■ Aim of the task ■
Go through the listing below. Copy each line that has the string "sweater".
═══ Source information
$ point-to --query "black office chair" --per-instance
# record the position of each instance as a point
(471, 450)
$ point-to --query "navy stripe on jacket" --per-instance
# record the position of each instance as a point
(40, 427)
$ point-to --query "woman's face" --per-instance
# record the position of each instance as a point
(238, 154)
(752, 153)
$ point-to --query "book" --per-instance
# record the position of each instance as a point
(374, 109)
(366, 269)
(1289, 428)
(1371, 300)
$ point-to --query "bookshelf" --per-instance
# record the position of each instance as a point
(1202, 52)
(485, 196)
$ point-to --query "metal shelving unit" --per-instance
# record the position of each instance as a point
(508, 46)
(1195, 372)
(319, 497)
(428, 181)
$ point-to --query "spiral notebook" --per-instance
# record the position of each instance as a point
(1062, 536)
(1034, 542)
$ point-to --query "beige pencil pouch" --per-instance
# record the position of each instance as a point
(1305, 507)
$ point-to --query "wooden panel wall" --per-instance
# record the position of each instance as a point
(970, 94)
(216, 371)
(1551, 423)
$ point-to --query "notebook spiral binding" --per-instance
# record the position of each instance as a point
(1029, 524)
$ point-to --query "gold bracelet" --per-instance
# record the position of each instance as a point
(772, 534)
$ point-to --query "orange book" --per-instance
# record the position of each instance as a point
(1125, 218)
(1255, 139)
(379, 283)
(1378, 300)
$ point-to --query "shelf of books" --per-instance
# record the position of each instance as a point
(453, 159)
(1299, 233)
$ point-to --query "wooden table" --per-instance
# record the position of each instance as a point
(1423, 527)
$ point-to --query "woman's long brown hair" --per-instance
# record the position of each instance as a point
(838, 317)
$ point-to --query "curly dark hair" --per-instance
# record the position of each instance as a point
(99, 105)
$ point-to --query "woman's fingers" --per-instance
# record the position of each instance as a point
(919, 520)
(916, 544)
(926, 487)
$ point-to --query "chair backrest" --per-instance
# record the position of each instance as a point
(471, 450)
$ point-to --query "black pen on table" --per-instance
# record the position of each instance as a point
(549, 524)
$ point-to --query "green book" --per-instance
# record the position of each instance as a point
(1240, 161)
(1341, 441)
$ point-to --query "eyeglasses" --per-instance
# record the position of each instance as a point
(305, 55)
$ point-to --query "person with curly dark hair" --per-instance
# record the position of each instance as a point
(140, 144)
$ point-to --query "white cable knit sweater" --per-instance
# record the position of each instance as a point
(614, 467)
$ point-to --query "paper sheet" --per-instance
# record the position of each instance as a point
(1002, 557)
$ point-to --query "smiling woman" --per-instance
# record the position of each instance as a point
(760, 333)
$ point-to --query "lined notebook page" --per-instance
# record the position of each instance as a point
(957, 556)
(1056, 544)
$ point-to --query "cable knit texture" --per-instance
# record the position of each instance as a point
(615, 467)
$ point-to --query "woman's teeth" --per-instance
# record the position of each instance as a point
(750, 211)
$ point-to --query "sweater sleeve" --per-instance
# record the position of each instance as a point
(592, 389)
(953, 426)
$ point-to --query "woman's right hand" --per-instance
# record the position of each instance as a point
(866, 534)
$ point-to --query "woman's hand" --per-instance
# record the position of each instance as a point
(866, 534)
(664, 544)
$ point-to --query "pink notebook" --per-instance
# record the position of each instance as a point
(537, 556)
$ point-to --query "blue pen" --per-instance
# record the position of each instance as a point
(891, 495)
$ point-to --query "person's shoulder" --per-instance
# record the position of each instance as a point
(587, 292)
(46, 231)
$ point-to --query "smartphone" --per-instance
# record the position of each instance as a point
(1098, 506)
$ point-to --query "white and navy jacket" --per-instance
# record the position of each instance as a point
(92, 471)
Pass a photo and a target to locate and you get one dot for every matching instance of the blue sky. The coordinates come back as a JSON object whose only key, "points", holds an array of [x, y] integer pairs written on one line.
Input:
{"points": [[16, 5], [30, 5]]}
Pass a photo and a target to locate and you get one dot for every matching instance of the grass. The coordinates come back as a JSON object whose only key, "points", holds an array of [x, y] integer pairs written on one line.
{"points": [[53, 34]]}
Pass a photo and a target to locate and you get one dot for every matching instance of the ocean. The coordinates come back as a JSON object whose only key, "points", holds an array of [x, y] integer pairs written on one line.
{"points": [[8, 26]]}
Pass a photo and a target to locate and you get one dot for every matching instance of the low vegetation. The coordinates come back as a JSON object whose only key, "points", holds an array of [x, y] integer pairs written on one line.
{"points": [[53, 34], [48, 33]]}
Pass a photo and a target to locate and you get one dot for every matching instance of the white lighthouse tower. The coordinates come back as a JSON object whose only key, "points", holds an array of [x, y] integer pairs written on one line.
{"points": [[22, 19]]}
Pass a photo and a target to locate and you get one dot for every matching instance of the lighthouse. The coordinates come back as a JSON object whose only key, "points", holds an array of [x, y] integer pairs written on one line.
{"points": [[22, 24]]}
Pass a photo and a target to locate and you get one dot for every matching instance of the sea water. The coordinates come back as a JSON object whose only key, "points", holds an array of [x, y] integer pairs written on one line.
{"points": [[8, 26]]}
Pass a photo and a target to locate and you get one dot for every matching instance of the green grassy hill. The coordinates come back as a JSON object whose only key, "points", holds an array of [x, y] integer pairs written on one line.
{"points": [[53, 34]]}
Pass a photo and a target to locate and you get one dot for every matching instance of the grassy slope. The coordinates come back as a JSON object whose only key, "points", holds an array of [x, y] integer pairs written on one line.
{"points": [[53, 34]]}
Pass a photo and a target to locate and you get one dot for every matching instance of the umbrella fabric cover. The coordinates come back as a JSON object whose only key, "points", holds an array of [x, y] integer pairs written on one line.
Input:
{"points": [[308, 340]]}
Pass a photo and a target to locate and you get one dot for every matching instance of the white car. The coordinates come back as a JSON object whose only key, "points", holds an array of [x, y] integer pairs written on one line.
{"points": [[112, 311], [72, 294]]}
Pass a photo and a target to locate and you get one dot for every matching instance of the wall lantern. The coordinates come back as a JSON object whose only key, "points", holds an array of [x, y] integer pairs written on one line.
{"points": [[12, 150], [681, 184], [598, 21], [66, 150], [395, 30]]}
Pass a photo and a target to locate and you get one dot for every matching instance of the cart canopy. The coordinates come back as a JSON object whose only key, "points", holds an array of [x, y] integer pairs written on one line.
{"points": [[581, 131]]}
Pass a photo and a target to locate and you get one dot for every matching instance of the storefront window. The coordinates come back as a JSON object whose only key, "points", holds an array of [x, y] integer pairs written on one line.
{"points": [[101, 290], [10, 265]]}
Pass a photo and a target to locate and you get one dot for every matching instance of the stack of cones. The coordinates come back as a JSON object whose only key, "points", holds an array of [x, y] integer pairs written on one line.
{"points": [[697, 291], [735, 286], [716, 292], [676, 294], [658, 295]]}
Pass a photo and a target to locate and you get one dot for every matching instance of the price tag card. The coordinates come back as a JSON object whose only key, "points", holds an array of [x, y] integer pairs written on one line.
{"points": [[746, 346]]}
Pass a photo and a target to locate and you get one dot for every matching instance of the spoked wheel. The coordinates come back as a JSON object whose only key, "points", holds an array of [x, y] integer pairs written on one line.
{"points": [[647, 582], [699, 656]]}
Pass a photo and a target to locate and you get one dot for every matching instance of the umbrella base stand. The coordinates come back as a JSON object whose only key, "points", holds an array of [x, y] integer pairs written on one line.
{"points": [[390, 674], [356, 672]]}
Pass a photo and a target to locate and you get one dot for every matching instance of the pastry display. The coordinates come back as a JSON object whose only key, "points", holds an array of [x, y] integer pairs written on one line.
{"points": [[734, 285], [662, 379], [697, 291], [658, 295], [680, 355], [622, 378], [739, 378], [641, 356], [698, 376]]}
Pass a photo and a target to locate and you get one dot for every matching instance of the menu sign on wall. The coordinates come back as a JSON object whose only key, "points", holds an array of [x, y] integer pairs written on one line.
══════
■ Task output ■
$ point-to --query "white cable knit sweater" --per-instance
$ point-to --query "sweater sleeve" --per-instance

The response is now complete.